→ **EXTRACTED MATERIAL**:
· · · ·

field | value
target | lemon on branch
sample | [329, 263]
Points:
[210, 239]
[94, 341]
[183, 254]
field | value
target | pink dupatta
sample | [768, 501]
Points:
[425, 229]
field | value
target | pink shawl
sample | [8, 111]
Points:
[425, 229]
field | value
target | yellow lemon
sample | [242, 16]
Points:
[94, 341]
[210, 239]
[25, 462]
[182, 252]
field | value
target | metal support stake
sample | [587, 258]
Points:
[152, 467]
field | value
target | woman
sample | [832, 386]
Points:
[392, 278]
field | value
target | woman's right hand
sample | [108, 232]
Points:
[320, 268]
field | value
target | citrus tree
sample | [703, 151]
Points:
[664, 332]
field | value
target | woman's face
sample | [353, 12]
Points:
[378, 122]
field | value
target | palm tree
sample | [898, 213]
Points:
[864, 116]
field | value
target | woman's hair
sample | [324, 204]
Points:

· · · ·

→ **WRITTEN REQUEST**: Retype the material in full. Each word must match.

→ **FINAL ANSWER**:
field | value
target | lemon on branch
sample | [329, 263]
Points:
[210, 239]
[94, 341]
[183, 254]
field | value
target | pink dupatta
sample | [768, 501]
Points:
[425, 229]
field | value
target | pink shawl
sample | [8, 111]
Points:
[425, 229]
field | value
target | yellow lemon
sample | [242, 16]
Points:
[94, 341]
[210, 239]
[25, 462]
[182, 252]
field | value
target | metal support stake
sample | [587, 258]
Points:
[152, 467]
field | value
target | woman
sample | [832, 386]
Points:
[392, 278]
field | value
target | woman's right hand
sample | [108, 232]
Points:
[320, 268]
field | value
target | citrus tree
sample | [703, 151]
Points:
[664, 332]
field | value
target | woman's face
sample | [353, 12]
Points:
[378, 122]
field | value
target | palm tree
sample | [898, 213]
Points:
[864, 116]
field | value
target | woman's hair
sample | [324, 204]
Points:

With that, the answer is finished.